Begin Exercise materials
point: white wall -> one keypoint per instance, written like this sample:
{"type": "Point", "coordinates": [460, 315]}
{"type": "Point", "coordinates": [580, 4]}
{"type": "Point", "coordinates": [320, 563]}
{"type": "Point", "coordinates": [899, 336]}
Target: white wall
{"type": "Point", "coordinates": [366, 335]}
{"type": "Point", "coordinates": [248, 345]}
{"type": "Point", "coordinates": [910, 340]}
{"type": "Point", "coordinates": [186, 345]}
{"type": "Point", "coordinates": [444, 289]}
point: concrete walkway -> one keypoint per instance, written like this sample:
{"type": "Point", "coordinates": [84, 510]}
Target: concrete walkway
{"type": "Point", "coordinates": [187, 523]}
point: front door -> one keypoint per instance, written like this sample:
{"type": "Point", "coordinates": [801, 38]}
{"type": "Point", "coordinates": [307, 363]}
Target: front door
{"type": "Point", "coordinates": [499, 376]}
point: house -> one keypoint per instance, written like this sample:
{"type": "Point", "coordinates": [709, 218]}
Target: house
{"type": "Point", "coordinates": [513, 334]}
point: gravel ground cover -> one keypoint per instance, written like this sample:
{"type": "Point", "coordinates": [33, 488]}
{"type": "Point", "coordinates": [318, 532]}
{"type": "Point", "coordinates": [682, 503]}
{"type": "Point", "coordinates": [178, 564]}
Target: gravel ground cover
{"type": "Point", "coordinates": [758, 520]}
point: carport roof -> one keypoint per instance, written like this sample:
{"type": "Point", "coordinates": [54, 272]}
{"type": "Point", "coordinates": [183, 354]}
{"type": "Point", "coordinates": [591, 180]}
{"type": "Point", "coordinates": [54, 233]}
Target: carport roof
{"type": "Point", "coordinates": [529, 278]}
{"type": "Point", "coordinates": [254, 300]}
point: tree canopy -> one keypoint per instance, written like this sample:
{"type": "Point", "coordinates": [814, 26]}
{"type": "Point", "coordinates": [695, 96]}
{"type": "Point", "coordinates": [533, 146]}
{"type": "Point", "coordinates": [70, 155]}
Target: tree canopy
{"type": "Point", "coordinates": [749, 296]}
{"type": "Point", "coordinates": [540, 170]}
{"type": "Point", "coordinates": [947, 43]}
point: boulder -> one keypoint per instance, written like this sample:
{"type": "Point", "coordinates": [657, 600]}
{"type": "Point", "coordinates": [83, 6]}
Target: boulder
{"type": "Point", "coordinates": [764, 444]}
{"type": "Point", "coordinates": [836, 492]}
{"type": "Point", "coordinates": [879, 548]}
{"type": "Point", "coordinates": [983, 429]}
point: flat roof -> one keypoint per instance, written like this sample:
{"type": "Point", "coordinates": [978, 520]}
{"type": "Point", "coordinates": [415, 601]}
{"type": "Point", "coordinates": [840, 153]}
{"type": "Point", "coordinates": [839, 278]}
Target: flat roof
End Exercise materials
**Given exercise**. Print the entries exactly. Include every one.

**Answer below**.
point: white wall -> one keypoint per instance, written like this sample:
{"type": "Point", "coordinates": [460, 315]}
{"type": "Point", "coordinates": [580, 4]}
{"type": "Point", "coordinates": [320, 563]}
{"type": "Point", "coordinates": [899, 336]}
Target: white wall
{"type": "Point", "coordinates": [366, 335]}
{"type": "Point", "coordinates": [248, 345]}
{"type": "Point", "coordinates": [910, 340]}
{"type": "Point", "coordinates": [186, 345]}
{"type": "Point", "coordinates": [444, 289]}
point: concrete walkway -> one keypoint per instance, written like this sample:
{"type": "Point", "coordinates": [84, 510]}
Target: concrete walkway
{"type": "Point", "coordinates": [187, 523]}
point: front door -> one keypoint per instance, written like this sample:
{"type": "Point", "coordinates": [801, 38]}
{"type": "Point", "coordinates": [307, 363]}
Target: front door
{"type": "Point", "coordinates": [499, 376]}
point: house -> one keypoint per instance, written like this sample:
{"type": "Point", "coordinates": [709, 218]}
Target: house
{"type": "Point", "coordinates": [513, 334]}
point: gravel ground cover -> one keypoint per instance, written like this sample:
{"type": "Point", "coordinates": [33, 488]}
{"type": "Point", "coordinates": [318, 532]}
{"type": "Point", "coordinates": [682, 503]}
{"type": "Point", "coordinates": [178, 564]}
Target: gravel ground cover
{"type": "Point", "coordinates": [758, 520]}
point: carport roof -> one keypoint per instance, written like this sample:
{"type": "Point", "coordinates": [54, 272]}
{"type": "Point", "coordinates": [183, 354]}
{"type": "Point", "coordinates": [591, 180]}
{"type": "Point", "coordinates": [54, 233]}
Target: carport roof
{"type": "Point", "coordinates": [529, 278]}
{"type": "Point", "coordinates": [254, 300]}
point: tree canopy -> one keypoint per instance, written like this sample:
{"type": "Point", "coordinates": [814, 26]}
{"type": "Point", "coordinates": [695, 96]}
{"type": "Point", "coordinates": [533, 146]}
{"type": "Point", "coordinates": [70, 155]}
Target: tree canopy
{"type": "Point", "coordinates": [749, 296]}
{"type": "Point", "coordinates": [540, 170]}
{"type": "Point", "coordinates": [947, 43]}
point: boulder -> one keypoint per instance, written like this sample:
{"type": "Point", "coordinates": [657, 600]}
{"type": "Point", "coordinates": [83, 6]}
Target: boulder
{"type": "Point", "coordinates": [764, 444]}
{"type": "Point", "coordinates": [836, 492]}
{"type": "Point", "coordinates": [879, 548]}
{"type": "Point", "coordinates": [983, 429]}
point: flat roof -> one keypoint per instance, written like this sample:
{"type": "Point", "coordinates": [978, 520]}
{"type": "Point", "coordinates": [415, 601]}
{"type": "Point", "coordinates": [840, 153]}
{"type": "Point", "coordinates": [839, 278]}
Target: flat roof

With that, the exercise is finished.